:: PROVIDED TEXT ::
I sure did. When the next Fall came, the opportunity was not to be missed. A year before, during an advising meeting to new graduate students, Prof. Porter, then the graduate advisor, had warned the eager young minds that Dijkstra's course would be life-altering. He was right. Five minutes into the first lecture, I learned something that I shall never forget, and that is, ideas are vague until you have written them down, so write down your proofs before presenting them to others. Also unforgettable was his insistence on writing proofs starting from the very upper-left corner of the blackboard. Applying this technique to paper, I am amazed how many times I have been able to keep my writing to one natural unit: a page, not to mention the amount of scratch paper henceforth saved.
Besides intriguing problems and elegant proofs, Dijkstra's class was full of wonders. From meticulous symbol manipulation precise down to every single punctuation, to the clarity, precision, and conciseness of his words, e.g., "at most" instead of "less than or equal to", "at least" instead of "greater than or equal to". Of course, his class was in constant touch with world news and general purpose research topics, e.g., the event that 25 journalists died in 26 countries, panchromatic concept animation based on 3-D artificial intuition nets, and distributed conflict resolution in the presence of non-monotonic belief systems.
:::
:: DATASET CONTENT ::
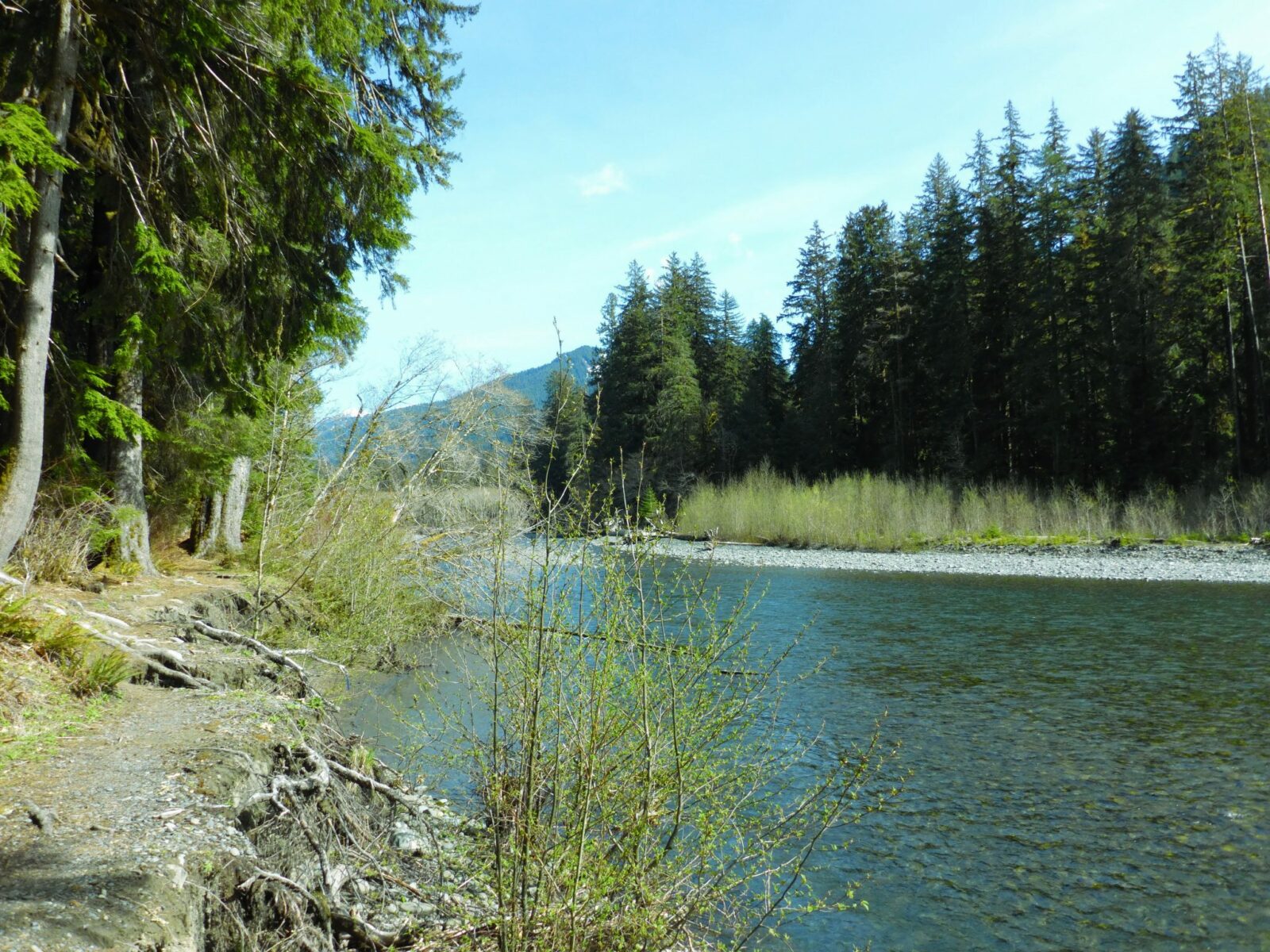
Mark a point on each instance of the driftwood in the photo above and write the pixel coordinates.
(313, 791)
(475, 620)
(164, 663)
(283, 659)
:::
:: DATASET CONTENT ::
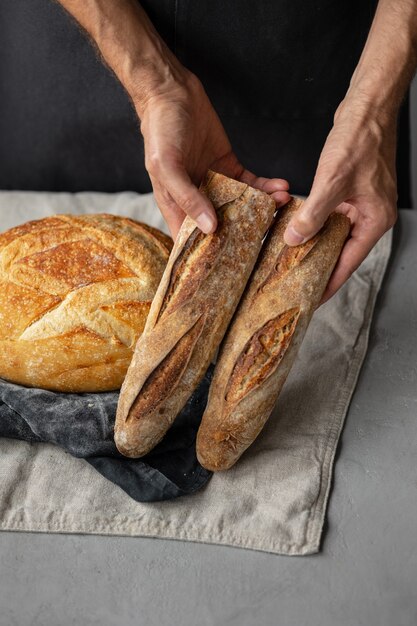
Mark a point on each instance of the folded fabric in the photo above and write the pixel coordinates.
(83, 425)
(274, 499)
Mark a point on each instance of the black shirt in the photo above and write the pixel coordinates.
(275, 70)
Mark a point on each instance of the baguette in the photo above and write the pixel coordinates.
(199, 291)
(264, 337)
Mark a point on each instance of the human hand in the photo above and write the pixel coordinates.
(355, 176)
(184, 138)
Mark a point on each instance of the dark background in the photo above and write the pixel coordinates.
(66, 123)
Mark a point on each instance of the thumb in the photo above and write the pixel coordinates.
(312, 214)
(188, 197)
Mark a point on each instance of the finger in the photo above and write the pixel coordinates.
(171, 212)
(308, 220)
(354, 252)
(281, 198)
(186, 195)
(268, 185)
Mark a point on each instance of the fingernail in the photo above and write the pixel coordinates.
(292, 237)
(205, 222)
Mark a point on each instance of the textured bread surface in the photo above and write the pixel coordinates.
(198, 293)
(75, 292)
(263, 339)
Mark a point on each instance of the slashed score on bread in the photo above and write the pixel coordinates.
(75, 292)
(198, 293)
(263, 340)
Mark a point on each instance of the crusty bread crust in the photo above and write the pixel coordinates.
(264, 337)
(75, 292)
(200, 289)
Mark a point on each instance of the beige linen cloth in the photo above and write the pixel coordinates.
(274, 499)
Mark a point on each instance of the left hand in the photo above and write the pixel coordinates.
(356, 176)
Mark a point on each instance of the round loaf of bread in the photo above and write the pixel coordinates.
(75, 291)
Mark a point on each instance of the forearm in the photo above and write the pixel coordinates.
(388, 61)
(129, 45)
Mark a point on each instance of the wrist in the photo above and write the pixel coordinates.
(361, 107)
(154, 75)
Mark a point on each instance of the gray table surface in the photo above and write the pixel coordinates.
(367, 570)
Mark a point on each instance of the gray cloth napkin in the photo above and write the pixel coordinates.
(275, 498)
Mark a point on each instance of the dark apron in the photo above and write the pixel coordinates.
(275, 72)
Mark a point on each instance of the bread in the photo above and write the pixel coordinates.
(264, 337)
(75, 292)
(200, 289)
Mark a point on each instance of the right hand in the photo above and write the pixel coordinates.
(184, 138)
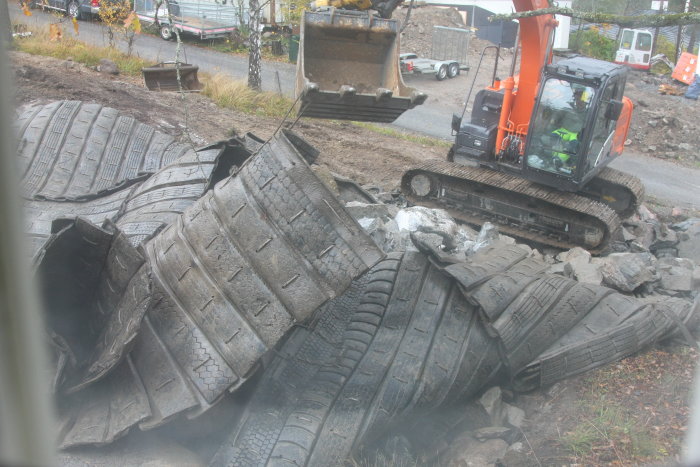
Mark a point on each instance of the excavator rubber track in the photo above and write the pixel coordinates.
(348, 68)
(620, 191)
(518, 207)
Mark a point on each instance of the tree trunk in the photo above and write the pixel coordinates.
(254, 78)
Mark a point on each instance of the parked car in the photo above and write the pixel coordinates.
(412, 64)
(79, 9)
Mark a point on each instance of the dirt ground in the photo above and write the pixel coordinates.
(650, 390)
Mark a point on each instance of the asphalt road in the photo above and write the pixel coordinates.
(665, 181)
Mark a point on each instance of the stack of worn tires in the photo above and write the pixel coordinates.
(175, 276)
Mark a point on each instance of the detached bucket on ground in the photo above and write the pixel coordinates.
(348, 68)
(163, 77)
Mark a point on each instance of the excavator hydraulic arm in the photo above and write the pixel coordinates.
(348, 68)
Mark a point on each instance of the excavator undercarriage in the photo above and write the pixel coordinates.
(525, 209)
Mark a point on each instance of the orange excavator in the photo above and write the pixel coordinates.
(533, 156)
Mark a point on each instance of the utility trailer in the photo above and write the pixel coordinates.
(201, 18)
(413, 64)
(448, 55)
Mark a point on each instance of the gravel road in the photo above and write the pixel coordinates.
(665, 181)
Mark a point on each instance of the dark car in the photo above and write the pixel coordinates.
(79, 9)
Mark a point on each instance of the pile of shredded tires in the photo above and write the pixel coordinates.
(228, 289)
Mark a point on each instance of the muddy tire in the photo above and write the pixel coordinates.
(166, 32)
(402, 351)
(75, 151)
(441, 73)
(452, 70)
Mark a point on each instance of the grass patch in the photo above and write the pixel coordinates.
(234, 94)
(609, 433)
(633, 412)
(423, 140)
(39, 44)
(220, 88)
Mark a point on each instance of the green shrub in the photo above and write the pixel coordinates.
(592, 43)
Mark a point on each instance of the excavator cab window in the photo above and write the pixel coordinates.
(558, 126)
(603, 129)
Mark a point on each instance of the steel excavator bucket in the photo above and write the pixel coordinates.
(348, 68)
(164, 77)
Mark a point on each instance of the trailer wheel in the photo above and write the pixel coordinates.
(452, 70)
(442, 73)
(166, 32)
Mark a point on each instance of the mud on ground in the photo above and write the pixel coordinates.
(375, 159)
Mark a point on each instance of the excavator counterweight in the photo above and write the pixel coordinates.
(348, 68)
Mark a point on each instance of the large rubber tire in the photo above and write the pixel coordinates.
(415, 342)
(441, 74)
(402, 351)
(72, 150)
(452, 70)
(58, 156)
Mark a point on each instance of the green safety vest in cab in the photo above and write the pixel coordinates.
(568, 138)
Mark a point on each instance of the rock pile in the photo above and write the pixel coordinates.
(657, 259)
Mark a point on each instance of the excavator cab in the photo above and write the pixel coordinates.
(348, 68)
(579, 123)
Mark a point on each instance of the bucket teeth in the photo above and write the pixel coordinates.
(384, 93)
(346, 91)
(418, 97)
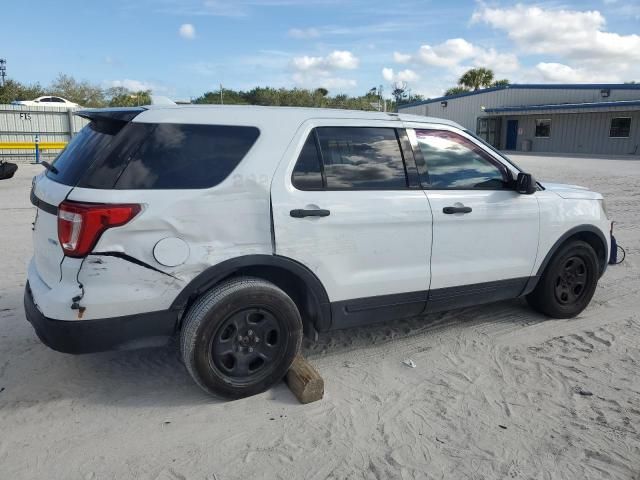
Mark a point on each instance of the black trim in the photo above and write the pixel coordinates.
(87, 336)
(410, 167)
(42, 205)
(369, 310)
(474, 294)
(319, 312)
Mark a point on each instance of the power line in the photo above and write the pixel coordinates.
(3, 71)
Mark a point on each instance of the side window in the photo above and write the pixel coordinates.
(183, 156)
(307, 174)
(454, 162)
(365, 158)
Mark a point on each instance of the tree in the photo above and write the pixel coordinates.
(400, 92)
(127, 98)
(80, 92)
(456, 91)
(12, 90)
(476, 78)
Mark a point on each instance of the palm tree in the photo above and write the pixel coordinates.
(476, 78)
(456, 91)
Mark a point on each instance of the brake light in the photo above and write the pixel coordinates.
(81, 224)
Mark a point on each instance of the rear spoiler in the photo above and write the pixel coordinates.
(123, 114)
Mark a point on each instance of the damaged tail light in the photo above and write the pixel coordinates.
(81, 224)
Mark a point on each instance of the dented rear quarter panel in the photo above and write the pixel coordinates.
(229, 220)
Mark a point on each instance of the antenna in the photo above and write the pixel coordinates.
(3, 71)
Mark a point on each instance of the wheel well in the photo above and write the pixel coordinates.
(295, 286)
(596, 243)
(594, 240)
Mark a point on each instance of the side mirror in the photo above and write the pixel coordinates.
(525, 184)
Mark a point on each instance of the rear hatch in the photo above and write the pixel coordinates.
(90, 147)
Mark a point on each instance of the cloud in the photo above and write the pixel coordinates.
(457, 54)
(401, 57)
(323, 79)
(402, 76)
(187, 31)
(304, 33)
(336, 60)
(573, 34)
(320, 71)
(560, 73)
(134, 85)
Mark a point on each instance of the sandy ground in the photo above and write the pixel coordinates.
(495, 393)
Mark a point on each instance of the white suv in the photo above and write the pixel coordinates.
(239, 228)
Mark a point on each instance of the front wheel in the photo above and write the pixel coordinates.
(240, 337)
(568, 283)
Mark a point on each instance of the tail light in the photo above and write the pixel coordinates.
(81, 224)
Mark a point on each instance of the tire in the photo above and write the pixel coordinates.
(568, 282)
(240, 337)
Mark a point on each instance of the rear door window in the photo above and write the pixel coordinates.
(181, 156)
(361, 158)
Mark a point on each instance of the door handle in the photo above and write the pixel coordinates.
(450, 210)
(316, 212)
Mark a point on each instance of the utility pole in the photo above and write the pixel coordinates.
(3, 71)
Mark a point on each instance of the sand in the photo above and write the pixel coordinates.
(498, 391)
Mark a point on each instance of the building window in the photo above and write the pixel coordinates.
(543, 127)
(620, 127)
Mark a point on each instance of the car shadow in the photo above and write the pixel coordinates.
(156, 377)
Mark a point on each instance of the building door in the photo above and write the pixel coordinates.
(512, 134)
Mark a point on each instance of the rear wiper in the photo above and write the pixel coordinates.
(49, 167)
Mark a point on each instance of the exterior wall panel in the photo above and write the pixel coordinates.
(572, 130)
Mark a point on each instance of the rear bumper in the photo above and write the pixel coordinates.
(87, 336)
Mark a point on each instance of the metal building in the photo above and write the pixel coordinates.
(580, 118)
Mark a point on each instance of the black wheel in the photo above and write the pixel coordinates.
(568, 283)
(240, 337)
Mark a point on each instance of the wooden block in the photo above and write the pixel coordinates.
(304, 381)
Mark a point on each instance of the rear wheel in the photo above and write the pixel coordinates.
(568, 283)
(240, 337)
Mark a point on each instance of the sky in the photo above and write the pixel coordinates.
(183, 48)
:::
• **SET OF TASKS**:
[A] Summarize the passage about Dijkstra's course in two sentences.
[B] Rewrite the stretch from "Besides intriguing problems" through "non-monotonic belief systems." in the passage about Dijkstra's course, swapping "wonders" for "surprises".

• **EXERCISE RESPONSES**:
[A] The writer took Dijkstra's course one Fall after a graduate advisor had warned that it would be life-altering, and in the first lecture learned to write proofs down before presenting them and to start writing from the upper-left corner of the blackboard. The class also offered intriguing problems, elegant proofs, meticulous symbol manipulation and precise, concise wording, and it stayed in constant touch with world news and general purpose research topics.

[B]
Besides intriguing problems and elegant proofs, Dijkstra's class was full of surprises. From meticulous symbol manipulation precise down to every single punctuation, to the clarity, precision, and conciseness of his words, e.g., "at most" instead of "less than or equal to", "at least" instead of "greater than or equal to". Of course, his class was in constant touch with world news and general purpose research topics, e.g., the event that 25 journalists died in 26 countries, panchromatic concept animation based on 3-D artificial intuition nets, and distributed conflict resolution in the presence of non-monotonic belief systems.